__Requirement__
Among the records below, find the line that has "117L96 104L88 143L97"; from there, give the lines again exactly, and stop after the line that has "positive clicks: (17, 170) (8, 193) (13, 169)".

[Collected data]
☆ ☆ ☆ ☆ ☆
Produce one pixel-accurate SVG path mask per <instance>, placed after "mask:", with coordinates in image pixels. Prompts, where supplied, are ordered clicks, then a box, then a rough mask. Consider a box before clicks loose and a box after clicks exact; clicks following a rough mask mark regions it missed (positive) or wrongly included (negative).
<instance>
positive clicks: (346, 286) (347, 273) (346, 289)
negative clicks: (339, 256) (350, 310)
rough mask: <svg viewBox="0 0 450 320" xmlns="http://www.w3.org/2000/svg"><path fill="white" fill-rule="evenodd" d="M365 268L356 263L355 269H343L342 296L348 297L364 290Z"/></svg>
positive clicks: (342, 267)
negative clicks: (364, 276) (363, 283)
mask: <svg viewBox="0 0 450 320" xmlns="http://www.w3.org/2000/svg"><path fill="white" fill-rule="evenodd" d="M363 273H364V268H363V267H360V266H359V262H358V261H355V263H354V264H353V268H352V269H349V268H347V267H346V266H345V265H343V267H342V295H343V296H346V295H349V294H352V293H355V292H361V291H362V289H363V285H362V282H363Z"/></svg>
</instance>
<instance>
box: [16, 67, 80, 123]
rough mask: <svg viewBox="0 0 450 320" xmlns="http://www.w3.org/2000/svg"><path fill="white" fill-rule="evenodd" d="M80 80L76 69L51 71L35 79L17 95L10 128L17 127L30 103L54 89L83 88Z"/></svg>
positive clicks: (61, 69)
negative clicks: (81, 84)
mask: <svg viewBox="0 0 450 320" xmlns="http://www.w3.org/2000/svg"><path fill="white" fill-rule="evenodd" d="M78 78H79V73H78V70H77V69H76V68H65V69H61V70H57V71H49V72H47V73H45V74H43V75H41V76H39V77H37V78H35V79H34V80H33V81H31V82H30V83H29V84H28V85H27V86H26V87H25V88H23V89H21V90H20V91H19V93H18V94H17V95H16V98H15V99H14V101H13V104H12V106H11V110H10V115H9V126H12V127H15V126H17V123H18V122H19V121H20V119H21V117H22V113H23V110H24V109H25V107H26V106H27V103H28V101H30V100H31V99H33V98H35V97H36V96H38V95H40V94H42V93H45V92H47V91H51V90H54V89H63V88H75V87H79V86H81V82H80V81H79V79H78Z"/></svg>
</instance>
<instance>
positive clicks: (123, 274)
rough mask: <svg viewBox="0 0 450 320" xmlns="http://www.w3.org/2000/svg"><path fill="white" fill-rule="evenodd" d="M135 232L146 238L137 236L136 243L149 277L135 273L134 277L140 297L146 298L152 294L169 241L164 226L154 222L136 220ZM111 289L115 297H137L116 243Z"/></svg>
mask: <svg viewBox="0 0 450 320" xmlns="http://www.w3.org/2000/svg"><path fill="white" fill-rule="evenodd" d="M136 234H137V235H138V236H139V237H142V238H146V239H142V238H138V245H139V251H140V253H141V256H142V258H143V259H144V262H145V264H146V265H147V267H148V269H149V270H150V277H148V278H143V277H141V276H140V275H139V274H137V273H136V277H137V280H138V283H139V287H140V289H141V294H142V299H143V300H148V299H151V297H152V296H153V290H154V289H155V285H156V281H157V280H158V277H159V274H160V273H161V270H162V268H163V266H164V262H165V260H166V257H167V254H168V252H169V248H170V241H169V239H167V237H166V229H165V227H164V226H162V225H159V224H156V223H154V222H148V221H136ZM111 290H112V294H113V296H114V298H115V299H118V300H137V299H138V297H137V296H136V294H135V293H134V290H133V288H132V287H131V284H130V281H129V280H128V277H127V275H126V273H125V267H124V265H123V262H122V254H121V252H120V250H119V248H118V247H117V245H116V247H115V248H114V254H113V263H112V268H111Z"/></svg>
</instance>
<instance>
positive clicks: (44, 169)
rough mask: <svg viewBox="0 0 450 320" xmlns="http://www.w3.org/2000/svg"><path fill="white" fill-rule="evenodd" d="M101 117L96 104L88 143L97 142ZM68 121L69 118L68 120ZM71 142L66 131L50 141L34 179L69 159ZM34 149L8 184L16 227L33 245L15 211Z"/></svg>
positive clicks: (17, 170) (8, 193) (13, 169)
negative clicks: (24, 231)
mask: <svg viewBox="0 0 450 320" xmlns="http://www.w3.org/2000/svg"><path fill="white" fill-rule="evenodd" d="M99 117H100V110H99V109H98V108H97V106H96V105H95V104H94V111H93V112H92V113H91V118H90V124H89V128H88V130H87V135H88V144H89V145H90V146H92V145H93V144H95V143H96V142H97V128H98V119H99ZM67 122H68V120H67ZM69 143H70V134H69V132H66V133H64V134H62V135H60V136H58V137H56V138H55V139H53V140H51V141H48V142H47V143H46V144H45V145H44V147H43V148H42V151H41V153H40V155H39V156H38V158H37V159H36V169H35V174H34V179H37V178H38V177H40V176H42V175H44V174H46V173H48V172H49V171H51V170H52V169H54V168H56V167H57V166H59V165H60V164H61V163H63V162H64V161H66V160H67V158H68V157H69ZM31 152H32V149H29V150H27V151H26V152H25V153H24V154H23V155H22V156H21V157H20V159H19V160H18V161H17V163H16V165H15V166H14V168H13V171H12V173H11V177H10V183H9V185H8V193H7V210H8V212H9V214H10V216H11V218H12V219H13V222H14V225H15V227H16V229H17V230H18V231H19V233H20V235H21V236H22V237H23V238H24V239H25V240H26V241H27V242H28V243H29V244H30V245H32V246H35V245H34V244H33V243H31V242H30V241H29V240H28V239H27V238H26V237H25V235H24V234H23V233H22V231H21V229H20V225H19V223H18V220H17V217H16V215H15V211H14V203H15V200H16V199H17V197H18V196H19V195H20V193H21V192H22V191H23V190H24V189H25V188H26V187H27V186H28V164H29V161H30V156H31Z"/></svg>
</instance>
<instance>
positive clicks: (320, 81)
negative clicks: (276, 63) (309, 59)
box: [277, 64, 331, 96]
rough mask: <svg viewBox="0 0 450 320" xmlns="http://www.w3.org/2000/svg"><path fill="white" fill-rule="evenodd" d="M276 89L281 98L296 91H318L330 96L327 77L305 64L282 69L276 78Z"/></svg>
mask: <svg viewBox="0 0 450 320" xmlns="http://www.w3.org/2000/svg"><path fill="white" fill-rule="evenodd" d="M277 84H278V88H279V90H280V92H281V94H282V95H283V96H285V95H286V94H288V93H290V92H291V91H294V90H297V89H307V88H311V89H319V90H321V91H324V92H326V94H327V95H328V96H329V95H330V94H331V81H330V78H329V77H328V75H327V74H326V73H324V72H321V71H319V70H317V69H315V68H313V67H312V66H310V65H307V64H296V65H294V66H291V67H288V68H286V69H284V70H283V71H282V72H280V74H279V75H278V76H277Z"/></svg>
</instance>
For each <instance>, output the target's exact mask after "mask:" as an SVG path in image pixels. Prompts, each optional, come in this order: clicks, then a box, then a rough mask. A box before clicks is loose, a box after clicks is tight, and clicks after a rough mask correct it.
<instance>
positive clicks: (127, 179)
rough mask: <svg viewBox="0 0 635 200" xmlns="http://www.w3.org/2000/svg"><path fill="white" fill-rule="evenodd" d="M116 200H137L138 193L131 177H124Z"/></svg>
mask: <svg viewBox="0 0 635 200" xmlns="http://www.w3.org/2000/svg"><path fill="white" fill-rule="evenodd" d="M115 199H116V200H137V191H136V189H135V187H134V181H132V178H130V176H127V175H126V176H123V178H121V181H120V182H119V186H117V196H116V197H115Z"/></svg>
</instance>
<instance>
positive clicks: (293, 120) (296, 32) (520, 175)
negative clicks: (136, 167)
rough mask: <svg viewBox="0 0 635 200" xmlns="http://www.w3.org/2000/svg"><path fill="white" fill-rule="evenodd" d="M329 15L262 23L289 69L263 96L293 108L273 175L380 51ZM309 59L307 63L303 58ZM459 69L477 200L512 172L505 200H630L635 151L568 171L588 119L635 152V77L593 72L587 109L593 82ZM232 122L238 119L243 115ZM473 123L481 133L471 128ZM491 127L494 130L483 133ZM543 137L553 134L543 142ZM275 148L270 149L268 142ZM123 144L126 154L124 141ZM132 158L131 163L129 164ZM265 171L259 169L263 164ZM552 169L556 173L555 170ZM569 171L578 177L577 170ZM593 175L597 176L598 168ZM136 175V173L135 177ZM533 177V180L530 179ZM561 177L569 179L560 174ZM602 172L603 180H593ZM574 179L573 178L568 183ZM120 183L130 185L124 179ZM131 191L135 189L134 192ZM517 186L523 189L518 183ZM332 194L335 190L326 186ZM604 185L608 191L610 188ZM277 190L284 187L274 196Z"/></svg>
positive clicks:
☆ ☆ ☆ ☆ ☆
__Solution to this problem__
rough mask: <svg viewBox="0 0 450 320" xmlns="http://www.w3.org/2000/svg"><path fill="white" fill-rule="evenodd" d="M101 117L96 104L88 143L97 142ZM68 121L69 118L68 120ZM71 142L66 131L50 141L34 179L69 159ZM34 149L8 184L16 227L33 245L15 211Z"/></svg>
positive clicks: (17, 170) (8, 193) (13, 169)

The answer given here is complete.